BEGIN Exercise inputs

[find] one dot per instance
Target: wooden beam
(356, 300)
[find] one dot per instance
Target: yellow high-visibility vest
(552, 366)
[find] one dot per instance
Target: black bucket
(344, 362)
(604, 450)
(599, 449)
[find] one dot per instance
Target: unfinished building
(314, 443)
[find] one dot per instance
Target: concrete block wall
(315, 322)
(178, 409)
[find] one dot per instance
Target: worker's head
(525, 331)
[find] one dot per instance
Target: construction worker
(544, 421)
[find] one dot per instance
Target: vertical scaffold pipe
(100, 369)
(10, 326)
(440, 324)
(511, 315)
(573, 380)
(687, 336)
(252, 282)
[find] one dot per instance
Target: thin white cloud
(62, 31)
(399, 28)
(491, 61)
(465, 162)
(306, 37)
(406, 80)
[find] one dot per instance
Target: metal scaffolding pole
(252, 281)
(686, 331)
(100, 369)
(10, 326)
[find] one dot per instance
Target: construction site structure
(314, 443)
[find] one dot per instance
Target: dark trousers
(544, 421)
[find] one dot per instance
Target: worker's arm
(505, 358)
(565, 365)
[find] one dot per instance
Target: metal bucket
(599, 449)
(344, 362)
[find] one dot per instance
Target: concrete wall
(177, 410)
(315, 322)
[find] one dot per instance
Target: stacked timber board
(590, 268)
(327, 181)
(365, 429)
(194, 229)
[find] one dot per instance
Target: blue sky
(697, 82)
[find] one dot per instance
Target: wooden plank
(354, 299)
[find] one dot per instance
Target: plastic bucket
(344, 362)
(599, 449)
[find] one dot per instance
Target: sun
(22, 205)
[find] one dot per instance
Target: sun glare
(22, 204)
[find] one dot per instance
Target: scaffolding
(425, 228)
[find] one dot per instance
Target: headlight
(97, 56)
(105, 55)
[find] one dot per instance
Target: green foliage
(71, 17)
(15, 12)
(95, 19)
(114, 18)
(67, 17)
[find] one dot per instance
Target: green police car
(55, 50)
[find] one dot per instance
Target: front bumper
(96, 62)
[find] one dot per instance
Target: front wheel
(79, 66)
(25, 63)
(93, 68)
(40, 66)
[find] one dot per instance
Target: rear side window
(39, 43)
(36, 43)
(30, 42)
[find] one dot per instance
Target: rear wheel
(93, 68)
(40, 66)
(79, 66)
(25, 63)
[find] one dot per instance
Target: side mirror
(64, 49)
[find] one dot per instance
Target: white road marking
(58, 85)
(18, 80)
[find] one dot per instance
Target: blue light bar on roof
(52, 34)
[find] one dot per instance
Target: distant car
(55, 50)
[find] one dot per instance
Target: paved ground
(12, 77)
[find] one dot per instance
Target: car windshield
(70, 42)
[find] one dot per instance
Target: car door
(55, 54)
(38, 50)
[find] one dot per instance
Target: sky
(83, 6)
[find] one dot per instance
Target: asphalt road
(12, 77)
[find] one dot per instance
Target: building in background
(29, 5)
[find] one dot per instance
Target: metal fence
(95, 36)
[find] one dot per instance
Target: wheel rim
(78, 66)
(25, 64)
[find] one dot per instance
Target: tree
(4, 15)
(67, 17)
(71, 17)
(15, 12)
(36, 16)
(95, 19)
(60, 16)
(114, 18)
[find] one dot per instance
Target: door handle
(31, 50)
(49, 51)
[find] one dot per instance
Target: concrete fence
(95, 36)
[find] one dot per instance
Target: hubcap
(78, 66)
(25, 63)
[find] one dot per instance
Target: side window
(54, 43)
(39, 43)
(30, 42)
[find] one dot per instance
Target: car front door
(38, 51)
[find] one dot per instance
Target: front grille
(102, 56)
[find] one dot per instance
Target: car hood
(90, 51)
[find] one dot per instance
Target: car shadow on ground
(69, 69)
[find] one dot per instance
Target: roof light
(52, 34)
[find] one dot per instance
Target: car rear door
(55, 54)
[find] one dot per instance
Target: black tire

END Exercise inputs
BEGIN Exercise inputs

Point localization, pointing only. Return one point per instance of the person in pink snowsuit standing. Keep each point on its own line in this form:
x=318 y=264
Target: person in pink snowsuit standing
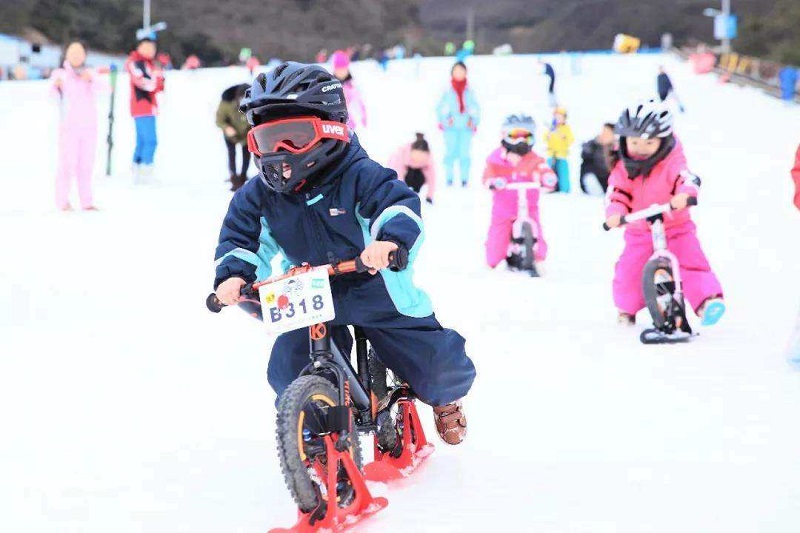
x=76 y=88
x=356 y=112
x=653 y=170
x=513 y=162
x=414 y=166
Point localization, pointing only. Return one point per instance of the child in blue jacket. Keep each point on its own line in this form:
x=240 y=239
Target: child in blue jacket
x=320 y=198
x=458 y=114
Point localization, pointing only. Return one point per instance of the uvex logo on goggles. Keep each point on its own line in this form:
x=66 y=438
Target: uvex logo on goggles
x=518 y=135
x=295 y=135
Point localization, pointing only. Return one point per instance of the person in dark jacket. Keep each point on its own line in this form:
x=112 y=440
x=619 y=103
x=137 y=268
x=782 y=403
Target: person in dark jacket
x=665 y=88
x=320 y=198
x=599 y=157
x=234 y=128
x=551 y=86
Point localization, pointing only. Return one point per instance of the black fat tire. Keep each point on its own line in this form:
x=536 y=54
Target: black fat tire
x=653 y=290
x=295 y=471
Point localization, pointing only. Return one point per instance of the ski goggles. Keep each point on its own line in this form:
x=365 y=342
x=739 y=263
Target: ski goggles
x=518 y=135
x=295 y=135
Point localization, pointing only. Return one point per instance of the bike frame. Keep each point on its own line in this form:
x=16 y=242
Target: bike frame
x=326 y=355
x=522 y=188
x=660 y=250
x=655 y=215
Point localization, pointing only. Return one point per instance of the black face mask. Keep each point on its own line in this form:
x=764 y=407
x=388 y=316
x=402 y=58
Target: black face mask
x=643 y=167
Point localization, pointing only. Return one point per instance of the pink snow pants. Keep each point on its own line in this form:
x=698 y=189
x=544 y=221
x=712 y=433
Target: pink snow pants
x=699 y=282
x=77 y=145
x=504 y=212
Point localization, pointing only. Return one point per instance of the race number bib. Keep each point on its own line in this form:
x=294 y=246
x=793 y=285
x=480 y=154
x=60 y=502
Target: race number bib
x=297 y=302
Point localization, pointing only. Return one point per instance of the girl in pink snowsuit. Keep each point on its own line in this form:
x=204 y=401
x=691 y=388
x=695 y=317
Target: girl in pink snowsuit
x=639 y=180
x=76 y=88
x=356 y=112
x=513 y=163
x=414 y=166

END Exercise inputs

For each line of the listing that holds the word "this", show that line.

Point localization, pointing only. Return one point per instance of the person in pink snowsuit standing. Keep each point on its own line in this form:
Point localization, pointing only. Return one point per instance of the child in blue jacket. Keep each point on its own line in this form:
Point localization, pointing only. Return one point per instance of the uvex logo on goggles. Keep each point on its own line in this form:
Point localization, pointing only. Return one point per instance of the person in dark jacket. Keep each point on its own line in this form:
Point localization, pointing only. Return one point per instance of the black fat tire. Keep each point on its own line in this form:
Point localization, pointing only. Return one point per instance of the ski goggles. Keep each point on its own line in this form:
Point localization, pointing only. Return one point per instance of the bike frame. Keep each point on its own line in this form:
Point localization, pointing only. Return one point per instance of the black face mask. Keep each point on its own line in this form:
Point localization, pointing only. Return one point per instance of the pink snow pants. Keep each point on its own line in this form:
Point localization, pointing only. Return one point per instance of the race number bib. Keep each point on its own line in this form:
Point localization, pointing only. Return one point per instance of the girl in pink snowsuit. Keep each point on its own line in this form:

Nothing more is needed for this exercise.